▼

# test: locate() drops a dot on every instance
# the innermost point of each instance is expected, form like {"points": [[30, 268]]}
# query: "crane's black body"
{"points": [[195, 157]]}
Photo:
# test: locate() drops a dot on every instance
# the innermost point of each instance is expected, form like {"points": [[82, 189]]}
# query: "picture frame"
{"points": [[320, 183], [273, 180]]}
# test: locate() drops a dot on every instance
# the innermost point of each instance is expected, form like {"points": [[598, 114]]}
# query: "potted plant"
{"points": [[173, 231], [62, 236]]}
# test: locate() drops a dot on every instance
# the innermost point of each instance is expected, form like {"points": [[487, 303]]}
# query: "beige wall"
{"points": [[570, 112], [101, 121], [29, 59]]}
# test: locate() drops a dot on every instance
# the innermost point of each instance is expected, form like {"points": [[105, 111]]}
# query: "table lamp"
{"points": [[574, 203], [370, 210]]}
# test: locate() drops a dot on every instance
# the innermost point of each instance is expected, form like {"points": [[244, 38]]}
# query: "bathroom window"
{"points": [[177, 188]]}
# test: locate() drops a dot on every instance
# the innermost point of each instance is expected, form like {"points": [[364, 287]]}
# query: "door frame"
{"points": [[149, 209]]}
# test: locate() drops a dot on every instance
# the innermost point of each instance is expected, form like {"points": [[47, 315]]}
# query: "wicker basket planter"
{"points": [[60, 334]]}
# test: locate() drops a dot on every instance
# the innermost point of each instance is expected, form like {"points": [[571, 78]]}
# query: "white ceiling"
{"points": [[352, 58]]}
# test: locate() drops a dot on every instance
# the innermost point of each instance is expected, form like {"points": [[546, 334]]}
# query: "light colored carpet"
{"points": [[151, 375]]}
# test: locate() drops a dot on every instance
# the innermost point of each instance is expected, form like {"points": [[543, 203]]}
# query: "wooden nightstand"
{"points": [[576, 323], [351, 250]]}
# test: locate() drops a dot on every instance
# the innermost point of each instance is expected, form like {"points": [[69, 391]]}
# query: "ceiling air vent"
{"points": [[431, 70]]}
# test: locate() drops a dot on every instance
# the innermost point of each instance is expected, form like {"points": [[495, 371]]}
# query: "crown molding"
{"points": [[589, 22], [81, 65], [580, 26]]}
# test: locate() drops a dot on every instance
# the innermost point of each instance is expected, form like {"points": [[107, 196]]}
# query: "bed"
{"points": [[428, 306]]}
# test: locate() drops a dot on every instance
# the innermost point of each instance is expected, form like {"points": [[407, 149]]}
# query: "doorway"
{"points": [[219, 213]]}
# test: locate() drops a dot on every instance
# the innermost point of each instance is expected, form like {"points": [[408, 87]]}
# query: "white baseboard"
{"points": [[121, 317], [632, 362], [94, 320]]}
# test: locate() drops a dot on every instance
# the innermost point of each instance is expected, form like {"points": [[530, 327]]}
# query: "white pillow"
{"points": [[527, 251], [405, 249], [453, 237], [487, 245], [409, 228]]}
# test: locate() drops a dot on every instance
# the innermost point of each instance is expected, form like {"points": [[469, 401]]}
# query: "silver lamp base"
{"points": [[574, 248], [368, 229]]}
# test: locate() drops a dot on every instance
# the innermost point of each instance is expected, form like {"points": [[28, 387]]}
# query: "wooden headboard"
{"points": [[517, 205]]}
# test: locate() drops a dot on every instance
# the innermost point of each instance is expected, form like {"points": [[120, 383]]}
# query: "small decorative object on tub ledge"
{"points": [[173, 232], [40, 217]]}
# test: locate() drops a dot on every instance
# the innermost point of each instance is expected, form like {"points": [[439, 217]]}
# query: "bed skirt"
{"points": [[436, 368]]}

▲

PROBLEM ▸
Repeat the material above verbatim.

PROBLEM SOLUTION ▸
# test: locate() drops a dot on every instance
# the innermost point of each instance is expected, form like {"points": [[30, 268]]}
# query: "crane's black body"
{"points": [[195, 157]]}
Photo:
# test: locate() drops a dot on every instance
# the innermost point of each instance is expected, form like {"points": [[82, 189]]}
# query: "picture frame"
{"points": [[320, 183], [273, 180]]}
# test: locate() drops a dot on every instance
# the innermost point of each instance is expected, form like {"points": [[598, 114]]}
# query: "potted plant"
{"points": [[173, 231], [62, 236]]}
# test: locate() drops a dot on every instance
# the innermost point of each instance is expected, form like {"points": [[487, 303]]}
# query: "beige wall"
{"points": [[570, 112], [101, 121], [29, 59]]}
# test: locate() drops a dot on every instance
# the innermost point of each instance is expected, form like {"points": [[105, 111]]}
# query: "table lamp"
{"points": [[574, 203], [370, 210]]}
# test: locate() drops a dot on every instance
# the innermost point of each instance is expected, form like {"points": [[244, 38]]}
# query: "bathroom window"
{"points": [[177, 188]]}
# test: locate() drops a dot on every instance
# the innermost point of each instance is expected, form like {"points": [[364, 287]]}
# query: "door frame"
{"points": [[149, 209]]}
# test: locate() drops a dot on every instance
# the innermost point of each instance is expected, form like {"points": [[47, 315]]}
# query: "wicker basket planter"
{"points": [[60, 334]]}
# test: locate() drops a dot on every instance
# the innermost point of each instance is expected, form like {"points": [[571, 78]]}
# query: "white ceiling"
{"points": [[352, 58]]}
# test: locate() drops a dot on every instance
# the innermost point of each instance is expected, form like {"points": [[546, 334]]}
# query: "light colored carpet"
{"points": [[151, 375]]}
# test: locate() drops a dot on every instance
# the innermost point of each instance is expected, form like {"points": [[543, 203]]}
# query: "wooden nightstand"
{"points": [[576, 323], [351, 250]]}
# test: locate() drops a dot on every instance
# the innermost point of each instance is expected, form like {"points": [[69, 391]]}
# query: "ceiling air vent"
{"points": [[431, 70]]}
# test: locate() drops a dot on every instance
# the innermost point of each instance is expected, form like {"points": [[495, 371]]}
# query: "crown molding"
{"points": [[589, 22], [81, 65], [580, 26]]}
# test: locate() drops a dot on every instance
# the innermost point of each instance is expected, form like {"points": [[107, 196]]}
# query: "bed"
{"points": [[428, 306]]}
# test: locate() drops a dot on every instance
# the innermost point of each instance is expected, form like {"points": [[407, 149]]}
# query: "doorway"
{"points": [[219, 213]]}
# test: locate() drops a dot on every instance
# the innermost point of each instance is expected, form like {"points": [[408, 87]]}
# query: "white baseboard"
{"points": [[121, 317], [632, 362], [94, 320]]}
# test: locate() drops a dot on every instance
# the innermost point of each instance is expected, form like {"points": [[530, 327]]}
# query: "white pillow"
{"points": [[527, 251], [405, 249], [453, 237], [487, 245], [409, 228]]}
# test: locate() drops a dot on every instance
# the innermost point of each instance is expected, form like {"points": [[469, 401]]}
# query: "silver lamp base"
{"points": [[574, 248], [368, 229]]}
# test: locate() drops a dot on every instance
# the innermost point of each instance is expected, form like {"points": [[28, 387]]}
# query: "wooden headboard"
{"points": [[517, 205]]}
# test: locate() drops a dot on every instance
# the innermost point of each instance is expected, form like {"points": [[120, 383]]}
# query: "small decorative object on tub ledge"
{"points": [[173, 232], [40, 217]]}
# test: locate() drops a dot on every instance
# the innermost point of each instance is expected, form like {"points": [[439, 217]]}
# query: "bed skirt"
{"points": [[436, 368]]}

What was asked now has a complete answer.